Stored data entries
===============

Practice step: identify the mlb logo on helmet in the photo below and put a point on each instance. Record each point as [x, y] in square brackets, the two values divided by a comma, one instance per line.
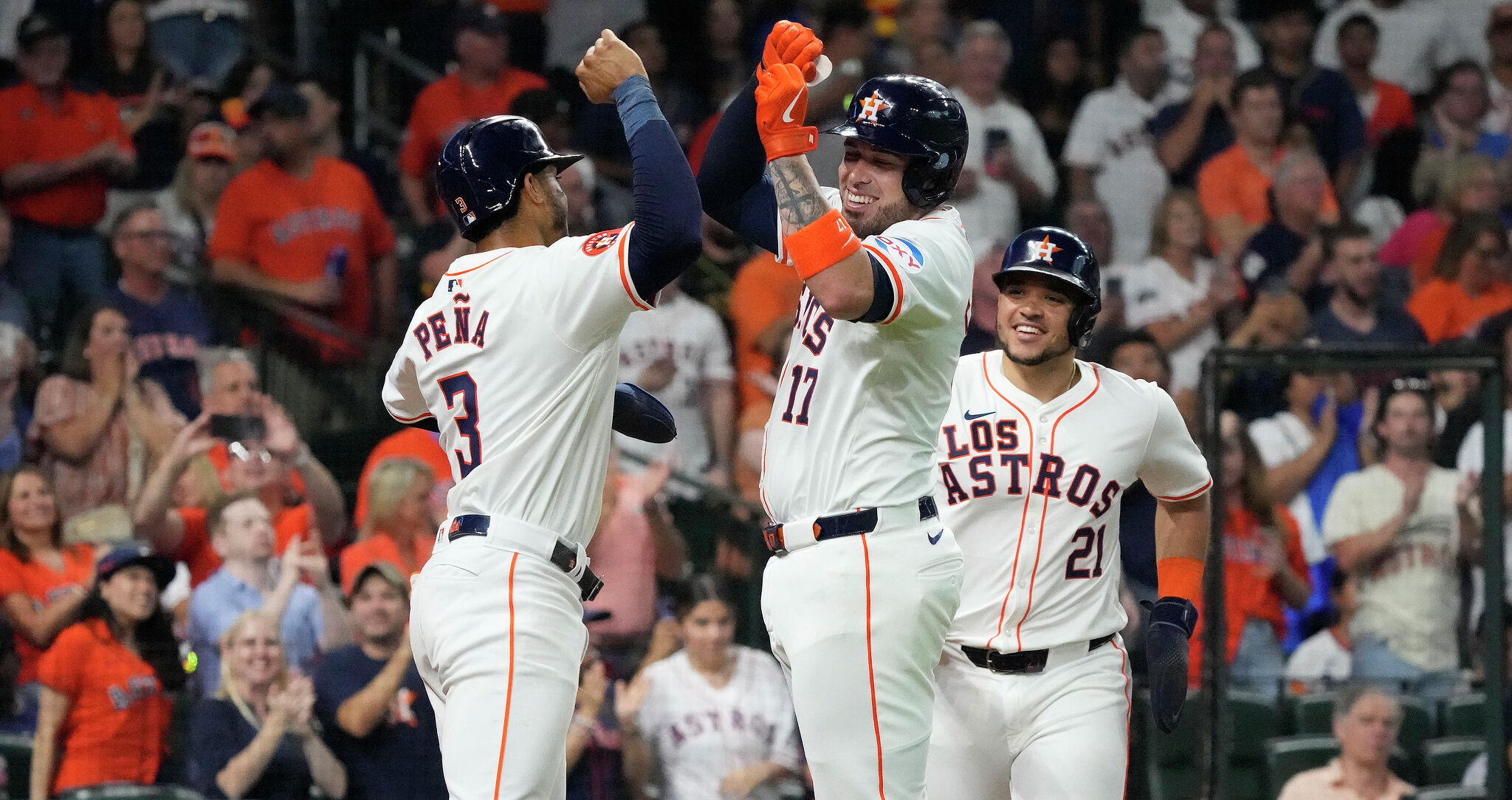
[871, 106]
[461, 206]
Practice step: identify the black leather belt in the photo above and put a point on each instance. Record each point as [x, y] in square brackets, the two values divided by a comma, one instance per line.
[563, 555]
[1021, 663]
[842, 525]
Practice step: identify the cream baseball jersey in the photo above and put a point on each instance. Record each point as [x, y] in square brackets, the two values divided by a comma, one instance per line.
[516, 355]
[856, 411]
[1031, 492]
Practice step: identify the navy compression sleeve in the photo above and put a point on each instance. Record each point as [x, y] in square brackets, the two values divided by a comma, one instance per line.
[732, 177]
[669, 222]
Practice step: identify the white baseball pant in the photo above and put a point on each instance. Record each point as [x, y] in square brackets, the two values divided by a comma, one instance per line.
[858, 625]
[1062, 732]
[498, 640]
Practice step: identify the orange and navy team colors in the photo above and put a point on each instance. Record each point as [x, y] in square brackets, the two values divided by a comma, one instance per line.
[117, 722]
[1248, 593]
[448, 105]
[288, 229]
[35, 132]
[41, 586]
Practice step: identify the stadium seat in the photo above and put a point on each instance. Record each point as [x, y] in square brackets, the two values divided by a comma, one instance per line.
[1465, 716]
[1313, 714]
[1290, 755]
[17, 752]
[1451, 793]
[1447, 758]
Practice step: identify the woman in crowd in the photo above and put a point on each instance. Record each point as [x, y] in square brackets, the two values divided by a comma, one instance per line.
[1178, 291]
[1467, 185]
[1470, 280]
[714, 719]
[100, 427]
[399, 527]
[1263, 569]
[43, 583]
[258, 735]
[105, 681]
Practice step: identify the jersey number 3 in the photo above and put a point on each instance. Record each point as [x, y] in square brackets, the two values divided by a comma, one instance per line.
[466, 421]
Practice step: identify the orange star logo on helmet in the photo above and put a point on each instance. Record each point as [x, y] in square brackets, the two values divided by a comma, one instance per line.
[873, 105]
[1042, 250]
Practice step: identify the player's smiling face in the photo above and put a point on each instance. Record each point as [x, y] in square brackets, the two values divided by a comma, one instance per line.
[871, 189]
[1033, 319]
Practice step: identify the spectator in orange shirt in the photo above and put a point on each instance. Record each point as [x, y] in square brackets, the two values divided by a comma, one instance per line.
[1470, 280]
[307, 229]
[61, 147]
[256, 468]
[483, 85]
[1385, 106]
[401, 524]
[105, 713]
[764, 294]
[43, 583]
[1234, 185]
[1263, 569]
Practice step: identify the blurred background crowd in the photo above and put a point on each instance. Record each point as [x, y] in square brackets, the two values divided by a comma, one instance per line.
[218, 216]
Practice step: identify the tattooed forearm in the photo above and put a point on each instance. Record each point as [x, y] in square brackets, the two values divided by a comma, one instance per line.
[799, 200]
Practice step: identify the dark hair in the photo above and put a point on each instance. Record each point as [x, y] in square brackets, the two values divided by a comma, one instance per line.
[1249, 81]
[1358, 20]
[7, 530]
[75, 363]
[1133, 35]
[699, 589]
[1461, 239]
[1333, 235]
[1444, 76]
[154, 638]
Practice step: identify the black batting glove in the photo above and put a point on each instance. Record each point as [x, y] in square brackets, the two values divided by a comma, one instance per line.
[1171, 625]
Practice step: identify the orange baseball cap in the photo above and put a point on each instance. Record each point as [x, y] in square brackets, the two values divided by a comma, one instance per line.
[212, 141]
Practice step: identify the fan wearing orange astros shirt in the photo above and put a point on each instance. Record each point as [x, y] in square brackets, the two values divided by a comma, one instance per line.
[483, 85]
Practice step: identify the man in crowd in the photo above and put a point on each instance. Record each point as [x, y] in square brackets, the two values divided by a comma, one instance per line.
[61, 148]
[1009, 170]
[295, 590]
[1357, 310]
[483, 85]
[1401, 528]
[1109, 151]
[307, 229]
[168, 323]
[1234, 186]
[372, 703]
[1196, 129]
[1366, 723]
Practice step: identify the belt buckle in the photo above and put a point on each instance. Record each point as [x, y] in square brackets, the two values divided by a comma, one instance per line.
[773, 536]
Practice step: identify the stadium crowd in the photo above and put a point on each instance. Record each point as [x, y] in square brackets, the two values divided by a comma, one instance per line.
[207, 531]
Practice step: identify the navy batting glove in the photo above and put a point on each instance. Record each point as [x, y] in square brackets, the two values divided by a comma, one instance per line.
[1171, 625]
[639, 414]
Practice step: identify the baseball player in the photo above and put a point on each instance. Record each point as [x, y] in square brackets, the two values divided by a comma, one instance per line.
[1033, 456]
[515, 356]
[865, 580]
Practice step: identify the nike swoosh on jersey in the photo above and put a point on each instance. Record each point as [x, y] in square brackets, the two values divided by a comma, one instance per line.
[786, 114]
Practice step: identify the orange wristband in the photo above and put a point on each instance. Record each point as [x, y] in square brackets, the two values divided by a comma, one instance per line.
[1178, 577]
[820, 244]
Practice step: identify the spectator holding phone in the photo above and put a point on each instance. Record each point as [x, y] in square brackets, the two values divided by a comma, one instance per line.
[258, 737]
[105, 683]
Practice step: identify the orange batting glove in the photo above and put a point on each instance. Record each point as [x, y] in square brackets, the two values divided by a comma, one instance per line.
[782, 99]
[791, 43]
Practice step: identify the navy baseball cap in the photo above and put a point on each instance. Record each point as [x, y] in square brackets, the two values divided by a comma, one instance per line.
[137, 555]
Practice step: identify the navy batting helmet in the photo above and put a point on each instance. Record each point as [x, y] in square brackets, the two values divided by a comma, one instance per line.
[1063, 256]
[914, 117]
[478, 174]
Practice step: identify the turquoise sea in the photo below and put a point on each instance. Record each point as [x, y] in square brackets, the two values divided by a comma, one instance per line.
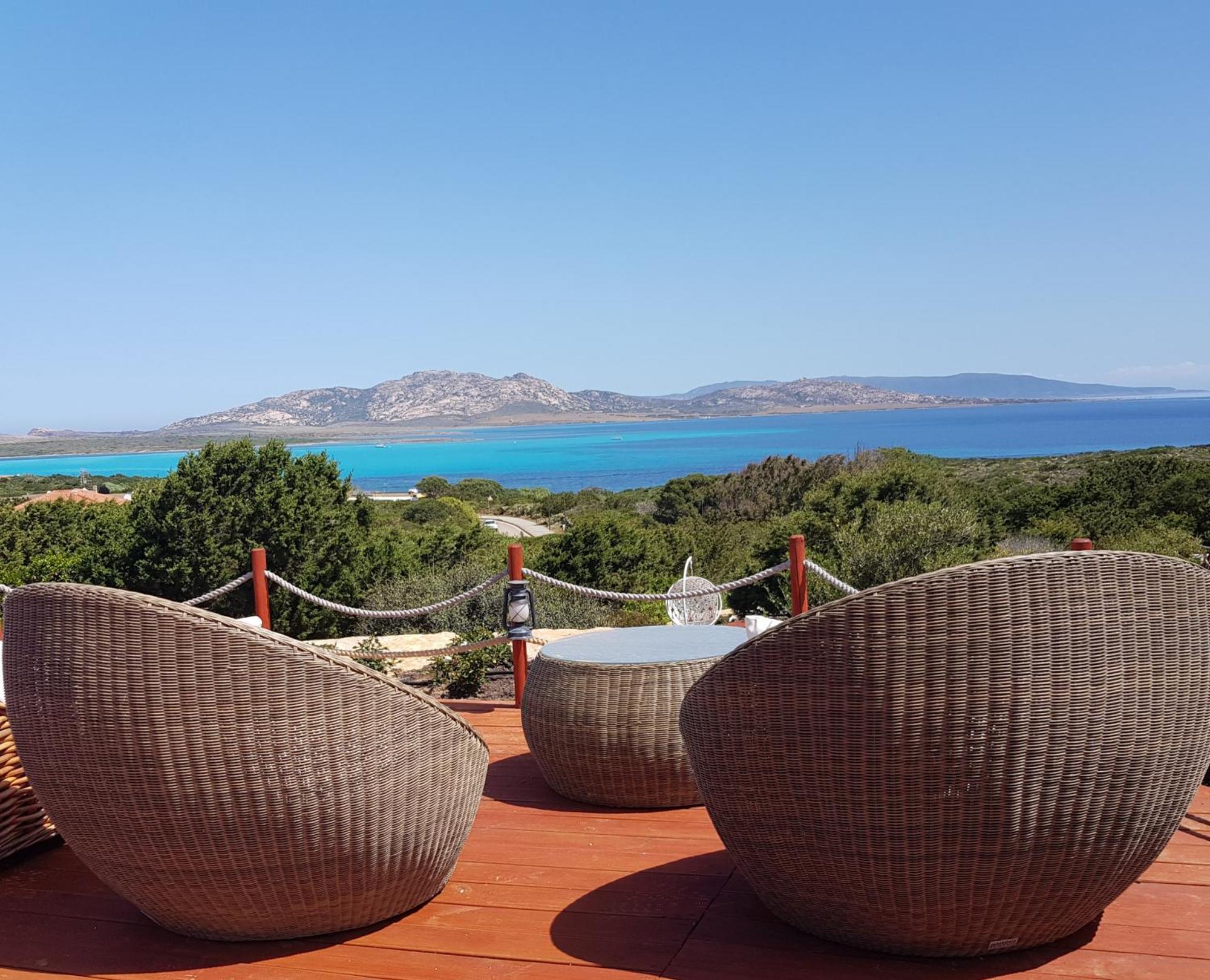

===============

:: Task to carry out ::
Output every line of the records above as a JSON list of strings, one string per line, skipping blank lines. Leave the pictures out.

:: The answer ::
[
  "Practice step: identify the mlb logo on helmet in the photo below and put a point on each instance. Record each point as [x, y] in square brackets, the two values divided by a comma, one instance per line.",
  "[871, 106]",
  "[461, 206]",
  "Practice step: identify the black leather belt in the photo above and put a point on each instance. Record each point as [x, y] in square brackets, the two values divided by a comma, one instance per line.",
  "[563, 555]",
  "[1021, 663]",
  "[842, 525]",
  "Practice step: identify the cream baseball jersey in the photo above and put a point on each instance. Record each point as [x, y] in square brackets, the two values divided by a comma, one instance per line.",
  "[516, 355]",
  "[856, 411]",
  "[1031, 492]",
  "Practice step: identify the navy compression sleeve in the photo above and put a point on each instance. Record each point as [x, y] in square brackets, the two values divided by a comma, one instance per line.",
  "[732, 177]",
  "[669, 222]",
  "Practice step: identify the white baseball pant in the photo above and put a point on each instance. Record each point as [x, y] in square brackets, the two values divided by a comma, one instance per line.",
  "[858, 625]",
  "[1062, 732]",
  "[498, 640]",
  "Practice step: identify the orange and navy team colors in the photo above and put a point on each instance. Record each point as [x, y] in square brackets, the two values divided by a comma, one instance per line.",
  "[117, 722]",
  "[1248, 593]",
  "[448, 105]",
  "[288, 229]",
  "[35, 132]",
  "[41, 586]",
  "Practice step: identify the stadium seat in the photo above and put a point on each instance. Record each point as [x, y] in square brackets, the two values divided by a comma, one instance per line.",
  "[1465, 716]",
  "[1313, 714]",
  "[1290, 755]",
  "[17, 752]",
  "[1451, 793]",
  "[1447, 758]",
  "Practice step: identify the woman in crowd in the photo above and put a point on each instance. Record each point as [x, y] in square brackets, the two values divided by a comma, one instance per line.",
  "[1178, 291]",
  "[1467, 185]",
  "[1470, 280]",
  "[714, 719]",
  "[100, 427]",
  "[399, 527]",
  "[1263, 569]",
  "[43, 583]",
  "[258, 735]",
  "[105, 681]",
  "Practice step: identify the jersey number 3 in the photo above and put a point on each instance. Record each point as [x, y] in square brackets, the two values divided by a comma, one instance per line.",
  "[466, 421]",
  "Practice step: identify the orange star logo on helmet in the photo above and put a point on each instance. Record each point as [x, y] in square brackets, the two values divided by a comma, one instance per line.",
  "[873, 105]",
  "[1042, 250]",
  "Practice step: identify the player's smiling face in the photo above and put a point on each instance. Record each point as [x, y] in square brackets, the two values divided by a comma, one instance per line.",
  "[871, 189]",
  "[1033, 319]",
  "Practice step: identify the spectator in orange shirt in the photo above and put a point on each instance. Record each point as [x, y] in square brackets, the two values divided by a comma, one instance per line.",
  "[1470, 280]",
  "[307, 229]",
  "[61, 147]",
  "[256, 468]",
  "[483, 85]",
  "[1385, 106]",
  "[401, 524]",
  "[105, 713]",
  "[764, 294]",
  "[43, 583]",
  "[1234, 185]",
  "[1263, 569]",
  "Practice step: identify the blurred background crowd in the photo above and put a point on each instance. Record each point as [x, y] in square brackets, the two values divided by a comma, one instance per line.",
  "[218, 216]",
  "Practice step: identify the tattooed forearm in the photo above and put a point on each instance. Record each point as [x, y] in square brackets, the two values divided by a comma, one instance per line.",
  "[799, 200]",
  "Practice step: identify the dark hair in the photo above and put a point on each instance. Record each point as [x, y] in square brackets, the two values divided by a comma, one instance per line.",
  "[1249, 81]",
  "[1358, 20]",
  "[7, 530]",
  "[75, 363]",
  "[1133, 35]",
  "[699, 589]",
  "[1461, 239]",
  "[1333, 235]",
  "[1444, 76]",
  "[154, 638]",
  "Practice step: identify the black batting glove in the photo above and put a point on each instance. Record each point as [x, y] in square brackets, the two values divided by a comma, one instance per line.",
  "[1171, 625]",
  "Practice step: identify the orange baseball cap in the photo above and put a point on each instance. Record each point as [x, y] in square brackets, the two values divided by a comma, one instance per line.",
  "[212, 141]",
  "Practice step: identify the fan wearing orange astros shirt in the photo above and put a point on each instance. Record each point as [x, y] in square brackets, the two values divided by a comma, one instance per line.",
  "[483, 85]",
  "Practice step: identify the man in crowd in the photo above and put a point on each instance. Record each point as [x, y] in square brackets, the two values divided by a comma, one instance per line.",
  "[61, 148]",
  "[1009, 170]",
  "[295, 590]",
  "[1357, 310]",
  "[483, 85]",
  "[1401, 528]",
  "[1109, 151]",
  "[307, 229]",
  "[168, 323]",
  "[1234, 186]",
  "[372, 703]",
  "[1196, 129]",
  "[1366, 723]",
  "Practice step: identify the belt buckle in the photo above and put a point on each instance. Record each point as [x, y] in square brackets, the two values divided by a comma, one instance per line.",
  "[773, 536]",
  "Practice step: identify the stadium crowd in the photo above and put a point on each instance. Record each point as [x, y] in square brackets, the two values divided by a comma, one instance per line.",
  "[207, 531]",
  "Practice step: identify the navy batting glove in the photo above and put a point on each instance. Record each point as [x, y] in square brackets, the two values divided by a comma, one instance per line.",
  "[1171, 625]",
  "[639, 414]",
  "Practice step: identify the baseball player in the photo above and put a point on each instance. Record each point as [x, y] in square brackets, the two values divided by a comma, one instance per line.",
  "[1033, 456]",
  "[515, 356]",
  "[865, 580]",
  "Practice step: identify the nike swoosh on jersey in the photo above and put a point on each instance. Record each point as [x, y] in square brackets, the two values divided by a comma, one instance per line.",
  "[786, 114]",
  "Practice step: identify the orange wristband in the photo above and put a point on each instance. Record each point as [x, y] in square brackets, the two values divided by a comma, one instance per line.",
  "[1178, 577]",
  "[820, 244]",
  "Practice step: identify the spectator holding phone in the photo above and put a point on each instance. Record each point as [x, y] in square brackets, the two values divided by a comma, one instance per line.",
  "[258, 737]",
  "[105, 683]",
  "Practice step: identify the orange batting glove in the photo above and put a point on each instance. Record each point as [x, y] in square brackets, the two values divided by a comma, one instance per line.",
  "[782, 99]",
  "[791, 43]",
  "Practice step: identify the navy baseball cap in the photo above and put a point on each instance. Record each point as [x, y] in square brackets, the two values divided by a comma, one instance per line.",
  "[137, 555]",
  "Practice step: identify the navy batting helmet in the photo above and put a point on each instance. Record each point as [x, y] in square brackets, the two values divided by a comma, one instance per line.",
  "[1063, 256]",
  "[914, 117]",
  "[478, 174]",
  "Practice step: identify the turquoise sea in the photo below and put a point on each instance. Record each point as [x, y] in square brackets, the two values divided by a comma, one instance per line."
]